Source document
Vice President and Press Secretary for the Unity for Democracy and Justice Party
- In office 2009–2011
- Preceded by: position established
- Succeeded by: Gizachew Shiferaw

Personal details
- Born: 4 November 1972 (age 53) Debre Tabor, Gondar Province, Ethiopian Empire
- Children: Nolawi Andualem Ruh Andualem
- Parent(s): Aragie Wale (father) Kassanesh Gebeyehu (mother)

= Andualem Aragie =

Ethiopian politician (born 1972)

Andualem Aragie (አንዱዓለም አራጌ; born 4 November 1972) is an Ethiopian politician and activist who is the Deputy Leader of Ethiopian Citizens for Social Justice (ECSJ), an opposition party formed after the merger of 7 smaller opposition parties in May 2019. He was formerly the vice president and press secretary for the Ethiopian-based Unity for Democracy and Justice Party (UDJP). Andualem was sentenced to a life sentence on terrorism charges after being imprisoned on September 14, 2011 along with prominent journalist Eskinder Nega and opposition party members and reporters. His arrest has been ascribed by human rights organizations as a crackdown on dissent. Human Rights Watch also reported his detention as well as other members of the opposition and the potential for serious abuse during his imprisonment. He is now released from prison after the government pardoned him and other prisoners of conscience.

== Early life ==

=== Childhood, education and career ===

Andualem was born in Fart'a county, Gondor, Ethiopia. He was the first son (second child) of Aragie Wale and Kassanesh Gebeyehu. He attended Meskerem Elementary School, Addis Ababa, while living with his Aunt.

Andualem initially attended Kokebe Tsibah High School in Addis Ababa finishing grades nine and ten, but transferred to Saint Joseph High School in Ethiopia, when he won a competitive scholarship. Upon graduation in 1996, he went on to study history at Addis Ababa University. In 1999, he graduated with a Bachelor of Arts degree in history.

His first job after graduation was at the World Bank where he was a researcher. He later worked for the Ethiopian Economic Association.

== Politics ==
Andualem started his political career in 2000 as a founding member of the Ethiopian Democratic Party (EDP). He was later elected to the position of Deputy General Secretary of EDP. In 2005, he was an officer of a large coalition of opposition parties formally known as the Coalition for Unity and Democracy or informally as Kinijit. The Kinijit was made up of the All-Ethiopian Unity Party, the Ethiopian Democratic Party, the Rainbow Party, and the Ethiopian Democratic League Party.

Directives
(1) Repeat the stretch of the Andualem Aragie biography from "Andualem initially attended" through "Ethiopian Economic Association.".
(2) According to the Andualem Aragie biography, what led him to move from Kokebe Tsibah High School to Saint Joseph High School?
The lines that follow are separate from the Andualem Aragie biography.

Collected data
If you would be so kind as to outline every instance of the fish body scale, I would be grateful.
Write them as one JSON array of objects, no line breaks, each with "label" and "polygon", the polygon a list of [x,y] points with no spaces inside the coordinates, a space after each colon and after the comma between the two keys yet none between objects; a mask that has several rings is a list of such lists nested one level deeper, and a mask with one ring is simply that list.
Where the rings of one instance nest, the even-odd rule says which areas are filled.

Results for each task
(1)
Andualem initially attended Kokebe Tsibah High School in Addis Ababa finishing grades nine and ten, but transferred to Saint Joseph High School in Ethiopia, when he won a competitive scholarship. Upon graduation in 1996, he went on to study history at Addis Ababa University. In 1999, he graduated with a Bachelor of Arts degree in history.

His first job after graduation was at the World Bank where he was a researcher. He later worked for the Ethiopian Economic Association.

(2) He transferred to Saint Joseph High School after finishing grades nine and ten at Kokebe Tsibah High School, when he won a competitive scholarship.